STUDY TEXT ▸
● ● ● ●

A couple of weeks ago, The North American Menopause Society (NAMS) issued their 2010 position statement on the management of osteoporosis in postmenopausal women.

The statement discusses (among other things, like diet and supplementation) the importance of weight-bearing and strength-training exercise. These activities result in stress to the bone, which in turn results in increased bone mass and, therefore, stronger bones.

I quote: “Extreme exercise is not necessary, however, to effect a bone benefit.” So please don’t think “harder and longer and MORE is better!” Not at all!


NAMS reports that a meta-analysis (a review of a large number of studies on the subject) found that all is not gloomy. Women can INCREASE their BMD [bone mineral density] after menopause. This can lower your risk for incurring debilitating fractures in the years ahead. 

Your BMD, by the way, is determined by your peak bone mass (which you reached around age 30) MINUS bone loss.

Two concerns, according to the statement:

  • Young women who don’t achieve adequate peak bone mass start off at a disadvantage.
  • Many women, by age 80, have lost about 30% of their peak bone mass.


Weight-bearing exercise: Walking is a weight-bearing activity. The paper adds: “Jogging or running provides impact-loading benefits to the skeleton.” (Try this: On the treadmill, alternate brief sprints with longer recovery phases where you walk and let your heart rate come down. This is one type of interval training, which also speeds fat loss.)

Strength-training: To strengthen skeletal areas most often involved in osteoporotic fractures, NAMS suggests you target: 

  • the large extensor muscles of the back
  • the hip flexors and extensors
  • muscles of the thigh, upper arm, and forearm

That’s a lot of territory! I’ll write more in subsequent posts about exercises you can perform to target these areas. For now, think about adding some of these to your workout if you don’t already do them:

  • squats, leg press, lunges (thighs)
  • biceps curls and hammer curls (front of the upper arm and forearms)
  • triceps pushdowns (back of the upper arm)
  • machine back extension (back extensors)
  • flat bench or incline bench leg lifts, OR hanging knee or leg raises (hip flexors)
  • leg curls, Romanian deadlifts, prone (lying face down) leg lifts (hip extensors)


It’s important you remain as physically active as possible. However, things change. Certain exercises can be dangerous and increase your risk for fractures. NAMS instructs you to AVOID:

  • High-impact aerobics
  • Activities in which there’s a higher risk of falling
  • Exercise involving repeated or resisted trunk flexion, such as sit-ups or toe touches

Sound advice: If you work with a personal trainer, be sure to tell him/her about your condition. Same goes if you’re taking aerobics classes. TELL the instructor you have been diagnosed with osteoporosis. If he/she can’t advise you of safer alternatives to potentially risky movements, skip that class!

● ● ● ●

QUESTIONS ON THE MATERIAL ▸
• 1. Write out the osteoporosis text word for word from "Your BMD, by" to "peak bone mass.".
• 2. List each activity that the osteoporosis text says NAMS instructs readers to avoid.
• 3. Answer these questions from the osteoporosis text.
(a) Which year's position statement did NAMS issue?
(b) Around what age is peak bone mass reached?
(c) By age 80, about how much of their peak bone mass have many women lost?
The records play no part in the work here.

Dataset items
● ● ● ●

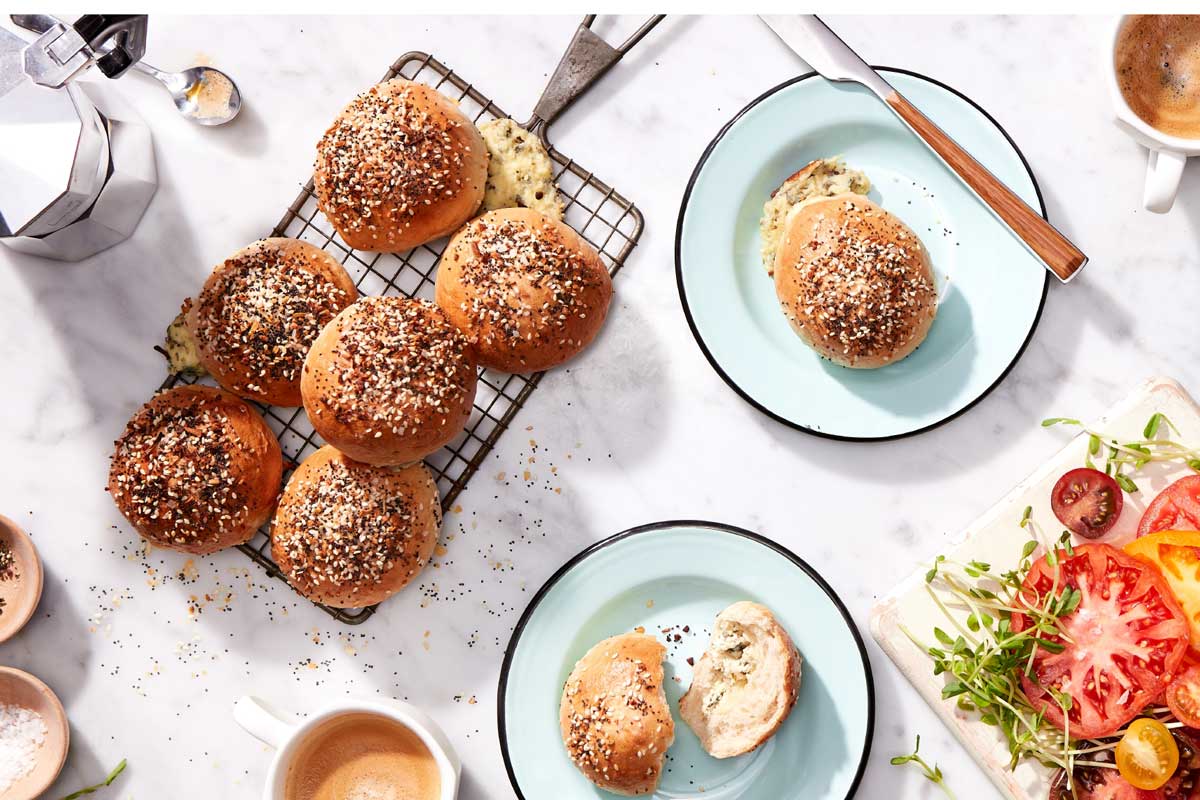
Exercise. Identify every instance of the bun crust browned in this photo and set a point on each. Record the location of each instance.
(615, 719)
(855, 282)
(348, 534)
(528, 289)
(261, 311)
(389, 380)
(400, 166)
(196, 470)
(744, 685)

● ● ● ●

EXERCISE ANSWERS ▸
• 1.
Your BMD, by the way, is determined by your peak bone mass (which you reached around age 30) MINUS bone loss.

Two concerns, according to the statement:

  • Young women who don’t achieve adequate peak bone mass start off at a disadvantage.
  • Many women, by age 80, have lost about 30% of their peak bone mass.

• 2.
- High-impact aerobics
- Activities in which there's a higher risk of falling
- Exercise involving repeated or resisted trunk flexion, such as sit-ups or toe touches

• 3.
(a) 2010
(b) Around age 30
(c) About 30%